(Aufgabenstellung) Was gab laut dem Beitrag über Wynton Marsalis den Anstoß, ein neues Fass über ihn aufzumachen? Nenne es bitte kurz.

(Textauszug)
Wynton Marsalis - Gehört Jazz auf die Bühne oder ins Museum?
Der Hörtipp von Matthias an anderer Stelle veranlasste mich dazu, hier ein neues Fass über Wynton Marsalis aufzumachen, bevor ich im "Eben gehört" auf Matthias' Einschätzungen eingehe.
Mit den Worten
ZitatViele frühere CDs von Wynton Marsalis sind mir zu sehr Jazz-Museum, perfekt, ja äußerst brilliant, von ihm und seinen Mitmusikern gespielt, - wie schön blank geputzt für die Vitrine. Seit einiger Zeit sind inzwischen aber auch immer wieder Aufnahmen erschienen, auf die dieser Vorwurf nicht mehr zutrifft.

[Datensätze zur Beschriftung von Bildgrenzen]
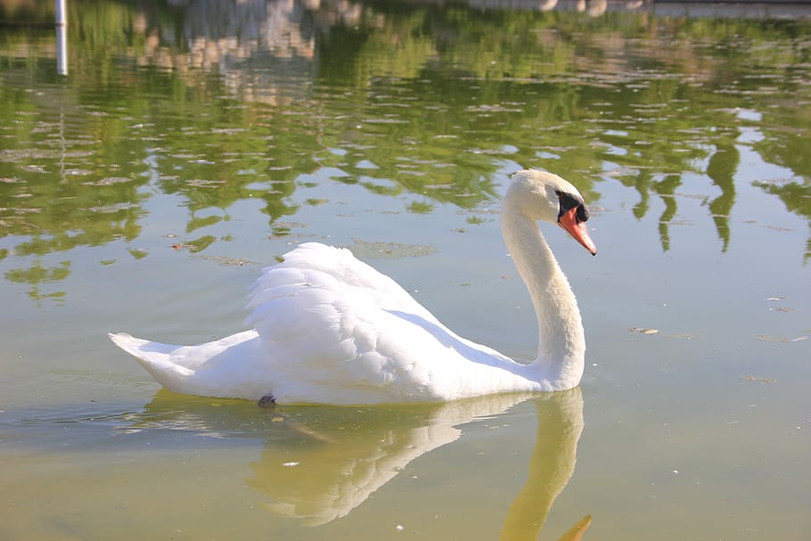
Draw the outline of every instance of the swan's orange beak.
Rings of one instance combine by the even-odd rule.
[[[578,208],[574,207],[561,215],[558,218],[558,225],[565,229],[574,240],[583,245],[586,250],[593,256],[597,255],[597,247],[594,242],[588,236],[588,231],[586,229],[586,222],[578,219]]]

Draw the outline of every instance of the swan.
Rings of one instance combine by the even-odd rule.
[[[501,228],[537,317],[529,364],[457,336],[389,276],[346,249],[301,244],[251,287],[252,329],[199,346],[110,333],[168,389],[261,405],[437,402],[577,387],[586,340],[574,293],[537,221],[592,255],[583,196],[557,175],[512,176]]]

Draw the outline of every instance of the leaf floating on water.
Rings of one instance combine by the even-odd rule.
[[[225,256],[197,256],[201,259],[205,259],[206,261],[216,261],[220,265],[225,266],[247,266],[249,265],[256,265],[254,261],[249,261],[248,259],[242,259],[241,258],[227,258]]]
[[[433,246],[423,244],[403,244],[400,242],[372,242],[352,239],[355,245],[352,251],[361,258],[418,258],[437,252]]]
[[[631,332],[639,332],[640,334],[656,334],[659,329],[644,329],[641,327],[631,327],[628,329]]]
[[[758,334],[755,338],[757,338],[758,340],[764,341],[764,342],[788,343],[788,342],[799,342],[804,340],[807,340],[808,337],[807,336],[798,336],[797,338],[785,338],[785,337],[781,337],[781,336],[772,336],[771,334]]]
[[[762,383],[776,383],[777,380],[773,378],[758,378],[757,376],[743,376],[747,381],[760,381]]]

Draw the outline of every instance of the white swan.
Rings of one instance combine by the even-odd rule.
[[[457,336],[389,276],[315,242],[263,269],[248,304],[253,330],[200,346],[110,338],[169,390],[207,397],[356,405],[571,389],[583,375],[583,324],[536,220],[559,224],[595,254],[586,219],[566,180],[534,169],[513,176],[501,226],[537,316],[528,365]]]

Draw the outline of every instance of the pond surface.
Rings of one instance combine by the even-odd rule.
[[[50,4],[0,3],[0,538],[808,538],[807,19],[71,2],[59,75]],[[497,221],[528,167],[591,203],[597,257],[547,232],[577,389],[262,409],[107,339],[242,331],[318,240],[530,358]]]

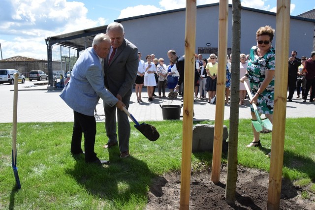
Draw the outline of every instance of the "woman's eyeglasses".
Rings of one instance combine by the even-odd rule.
[[[257,42],[259,44],[261,44],[263,43],[265,44],[268,44],[269,43],[269,42],[271,42],[271,41],[261,41],[261,40],[257,40]]]

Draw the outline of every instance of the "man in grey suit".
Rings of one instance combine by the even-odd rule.
[[[105,85],[114,95],[129,107],[132,86],[138,71],[138,49],[124,38],[125,31],[122,24],[112,23],[107,26],[107,34],[111,39],[112,48],[105,60],[104,72]],[[115,107],[104,103],[105,126],[108,137],[104,148],[117,145],[116,117]],[[130,123],[128,116],[121,110],[117,110],[118,139],[121,157],[129,154]]]
[[[60,97],[73,110],[74,123],[70,151],[74,156],[84,153],[81,149],[82,132],[84,135],[85,161],[101,165],[94,152],[96,133],[94,110],[100,97],[110,107],[120,110],[125,105],[104,86],[102,65],[110,50],[110,39],[104,33],[97,34],[93,47],[86,49],[77,60],[71,77]]]

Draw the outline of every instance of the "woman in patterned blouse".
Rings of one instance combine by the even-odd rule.
[[[274,112],[274,93],[275,90],[275,50],[271,45],[275,30],[269,26],[260,27],[256,33],[257,45],[251,49],[247,71],[240,79],[244,82],[249,79],[252,99],[251,104],[257,105],[260,114],[264,114],[272,123]],[[252,120],[257,120],[251,105]],[[247,147],[261,146],[259,133],[252,125],[254,134],[252,142]]]

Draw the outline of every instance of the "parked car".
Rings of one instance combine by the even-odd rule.
[[[0,69],[0,84],[8,83],[11,85],[14,84],[14,74],[18,73],[18,82],[24,83],[25,82],[25,77],[19,71],[16,69],[10,68],[4,68]]]
[[[37,80],[38,81],[40,81],[42,79],[48,80],[48,75],[40,70],[32,70],[30,71],[29,79],[30,81],[32,80]]]

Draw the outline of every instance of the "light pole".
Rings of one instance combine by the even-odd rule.
[[[2,60],[2,48],[1,48],[0,43],[0,51],[1,51],[1,60]]]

(Antwort) Der Hörtipp von Matthias an anderer Stelle.